TASK TO COMPLETE - Exact copy without images: repeat every entry as written.

Dataset entries -

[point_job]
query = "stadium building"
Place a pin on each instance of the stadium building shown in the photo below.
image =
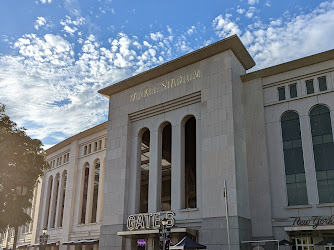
(175, 133)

SOLVED EXERCISE -
[point_job]
query = "stadium building"
Place a pin on each instance of the stadium building shown in the photo below.
image =
(175, 133)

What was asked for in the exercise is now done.